* _PASSAGE TO READ_:
Sneaky Cryptocurrency Mining Malware Loapi Can Literally Melt Your Phone
Cybersecurity firm Kaspersky Lab has exposed a powerful malware that infiltrates smartphones to secretly mine cryptrocurrency and carry out DDoS attacks.
Loapi, the malicious software, is so power-hungry that it can overheat your battery and fry your phone. The virus physically destroyed the Kaspersky Lab test phone just two days after being infected with it.
Kaspersky Lab wrote a blog detailing how Loapi works and the range of pernicious activities it can carry out. “Because of the constant load caused by the mining module and generated traffic, the battery bulged and deformed the phone cover,” the blog says.
Loapi is Trojan malware that is most commonly picked up by users who click on ad banner advertising in adult content apps. Pop up advertisements for fake anti-virus software is also a common vehicle for the malware.

* _THE TASK_:
Answer these questions from the Loapi article.
(a) Which cybersecurity firm exposed the malware?
(b) How long after infection was the firm's test phone physically destroyed?
(c) Besides banner ads in adult content apps, what is a common vehicle for the malware?

* _SOURCE MATERIAL_:

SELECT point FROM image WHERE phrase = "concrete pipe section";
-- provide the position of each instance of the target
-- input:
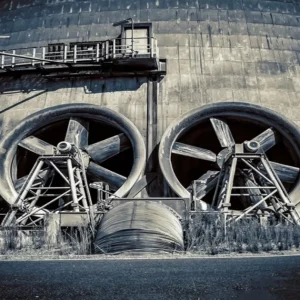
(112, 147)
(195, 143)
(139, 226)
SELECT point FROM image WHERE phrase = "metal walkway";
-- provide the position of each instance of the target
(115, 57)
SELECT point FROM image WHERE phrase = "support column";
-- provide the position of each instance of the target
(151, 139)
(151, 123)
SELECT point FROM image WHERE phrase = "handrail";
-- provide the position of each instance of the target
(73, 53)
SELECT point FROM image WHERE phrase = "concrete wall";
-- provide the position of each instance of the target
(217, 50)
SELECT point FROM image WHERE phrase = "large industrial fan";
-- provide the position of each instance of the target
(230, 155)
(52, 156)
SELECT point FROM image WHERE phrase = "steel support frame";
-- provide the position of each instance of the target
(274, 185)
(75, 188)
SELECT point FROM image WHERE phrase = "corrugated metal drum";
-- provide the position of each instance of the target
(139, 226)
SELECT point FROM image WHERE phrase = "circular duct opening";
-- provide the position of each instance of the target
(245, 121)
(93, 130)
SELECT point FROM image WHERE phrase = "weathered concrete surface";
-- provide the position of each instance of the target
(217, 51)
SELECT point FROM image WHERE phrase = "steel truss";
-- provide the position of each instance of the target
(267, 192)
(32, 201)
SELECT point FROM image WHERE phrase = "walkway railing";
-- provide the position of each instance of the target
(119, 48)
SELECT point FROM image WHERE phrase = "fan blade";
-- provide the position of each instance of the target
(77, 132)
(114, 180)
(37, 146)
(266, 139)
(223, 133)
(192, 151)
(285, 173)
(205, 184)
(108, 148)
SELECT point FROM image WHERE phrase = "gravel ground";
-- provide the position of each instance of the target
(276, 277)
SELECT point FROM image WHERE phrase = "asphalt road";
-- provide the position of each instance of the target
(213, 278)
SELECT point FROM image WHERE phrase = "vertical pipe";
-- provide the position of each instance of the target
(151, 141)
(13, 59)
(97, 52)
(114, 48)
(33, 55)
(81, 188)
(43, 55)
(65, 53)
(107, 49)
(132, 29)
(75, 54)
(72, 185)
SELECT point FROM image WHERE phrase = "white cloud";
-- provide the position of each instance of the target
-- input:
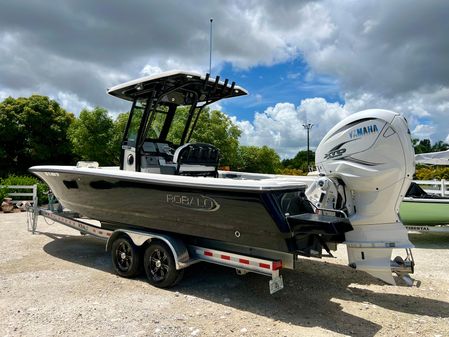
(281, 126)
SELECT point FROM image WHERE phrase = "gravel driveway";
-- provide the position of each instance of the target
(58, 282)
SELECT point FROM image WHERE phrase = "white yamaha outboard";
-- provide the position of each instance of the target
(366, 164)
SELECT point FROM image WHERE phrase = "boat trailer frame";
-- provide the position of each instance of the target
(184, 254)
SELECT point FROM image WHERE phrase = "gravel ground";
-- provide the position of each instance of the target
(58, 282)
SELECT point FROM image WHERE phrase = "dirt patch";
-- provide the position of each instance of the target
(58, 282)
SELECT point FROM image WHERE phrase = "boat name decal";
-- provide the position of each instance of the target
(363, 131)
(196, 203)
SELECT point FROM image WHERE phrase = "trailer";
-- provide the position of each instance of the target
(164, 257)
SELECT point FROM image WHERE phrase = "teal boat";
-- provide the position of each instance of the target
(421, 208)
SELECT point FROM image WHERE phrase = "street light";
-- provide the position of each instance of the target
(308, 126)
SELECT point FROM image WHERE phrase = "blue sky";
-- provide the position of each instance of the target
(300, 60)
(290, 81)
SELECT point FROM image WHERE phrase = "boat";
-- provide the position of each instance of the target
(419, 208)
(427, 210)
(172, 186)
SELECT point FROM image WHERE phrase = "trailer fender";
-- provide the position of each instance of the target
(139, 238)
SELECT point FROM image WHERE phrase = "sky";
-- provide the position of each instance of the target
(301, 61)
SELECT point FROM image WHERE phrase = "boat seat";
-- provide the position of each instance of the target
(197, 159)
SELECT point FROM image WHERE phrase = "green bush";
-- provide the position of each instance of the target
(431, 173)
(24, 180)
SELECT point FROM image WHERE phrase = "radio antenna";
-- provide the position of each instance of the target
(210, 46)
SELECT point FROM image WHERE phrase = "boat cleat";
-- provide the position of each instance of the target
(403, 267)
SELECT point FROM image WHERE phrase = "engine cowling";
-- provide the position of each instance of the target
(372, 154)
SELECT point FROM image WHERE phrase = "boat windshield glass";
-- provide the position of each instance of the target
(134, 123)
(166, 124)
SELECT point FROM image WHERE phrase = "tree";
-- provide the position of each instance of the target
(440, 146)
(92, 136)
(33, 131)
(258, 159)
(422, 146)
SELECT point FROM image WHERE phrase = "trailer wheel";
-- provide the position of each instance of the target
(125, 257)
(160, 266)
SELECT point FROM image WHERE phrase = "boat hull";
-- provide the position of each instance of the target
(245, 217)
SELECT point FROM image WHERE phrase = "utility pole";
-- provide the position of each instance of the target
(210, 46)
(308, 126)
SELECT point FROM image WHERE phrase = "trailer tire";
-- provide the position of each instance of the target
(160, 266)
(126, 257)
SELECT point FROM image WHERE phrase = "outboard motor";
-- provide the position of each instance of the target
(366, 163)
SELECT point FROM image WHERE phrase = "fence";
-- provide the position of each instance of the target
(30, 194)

* _RESULT OF THE TASK_:
(a) Kaspersky Lab
(b) Two days
(c) Pop-up advertisements for fake anti-virus software